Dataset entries
===============

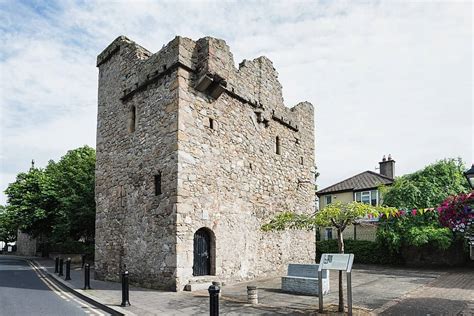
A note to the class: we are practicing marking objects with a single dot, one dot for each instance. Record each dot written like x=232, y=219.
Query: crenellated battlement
x=212, y=71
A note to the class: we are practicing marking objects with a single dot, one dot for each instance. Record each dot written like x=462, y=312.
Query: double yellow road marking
x=61, y=293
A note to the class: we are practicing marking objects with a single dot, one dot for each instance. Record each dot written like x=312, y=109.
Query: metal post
x=320, y=281
x=68, y=269
x=61, y=263
x=349, y=293
x=214, y=300
x=125, y=290
x=56, y=265
x=87, y=277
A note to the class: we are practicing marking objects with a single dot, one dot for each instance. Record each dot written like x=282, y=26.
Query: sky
x=385, y=77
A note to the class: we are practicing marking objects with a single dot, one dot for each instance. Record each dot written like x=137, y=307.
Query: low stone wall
x=76, y=258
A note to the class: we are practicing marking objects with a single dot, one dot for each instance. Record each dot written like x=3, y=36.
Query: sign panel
x=336, y=261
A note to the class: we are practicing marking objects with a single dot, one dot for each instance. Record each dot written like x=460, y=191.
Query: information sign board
x=336, y=261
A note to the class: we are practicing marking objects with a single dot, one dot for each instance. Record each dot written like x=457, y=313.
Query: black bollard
x=61, y=262
x=56, y=265
x=125, y=296
x=214, y=300
x=87, y=277
x=68, y=269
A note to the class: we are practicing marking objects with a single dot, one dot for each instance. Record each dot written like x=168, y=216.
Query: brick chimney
x=387, y=167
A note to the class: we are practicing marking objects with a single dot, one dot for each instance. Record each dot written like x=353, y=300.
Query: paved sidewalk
x=376, y=290
x=450, y=294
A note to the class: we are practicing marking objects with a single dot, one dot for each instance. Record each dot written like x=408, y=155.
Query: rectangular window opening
x=211, y=123
x=328, y=199
x=158, y=184
x=277, y=146
x=328, y=233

===============

- [Task item]:
In your answer, include only the lines above starting at the line that holds "like x=137, y=307." and ending at the line that holds "like x=168, y=216.", copied exactly.

- [Solution to this exercise]:
A note to the class: we are practicing marking objects with a single dot, one dot for each instance. Record each dot written like x=137, y=307.
Query: low stone wall
x=76, y=258
A note to the class: we are practicing marking objects with a single dot, one dot for each instance. Record each dot written like x=3, y=36.
Query: sign panel
x=336, y=261
A note to the class: we are practicing marking objects with a single dot, one dot for each instance. Record each dot written like x=460, y=191.
Query: information sign board
x=336, y=261
A note to the class: we are practicing marking objects with a single dot, one dot for each instance. Record each dot written like x=457, y=313.
Query: black bollard
x=61, y=262
x=56, y=265
x=125, y=296
x=214, y=300
x=87, y=277
x=68, y=269
A note to the class: we are practicing marking objects with a single dot, one dot for each instance. Record each dot written like x=168, y=216.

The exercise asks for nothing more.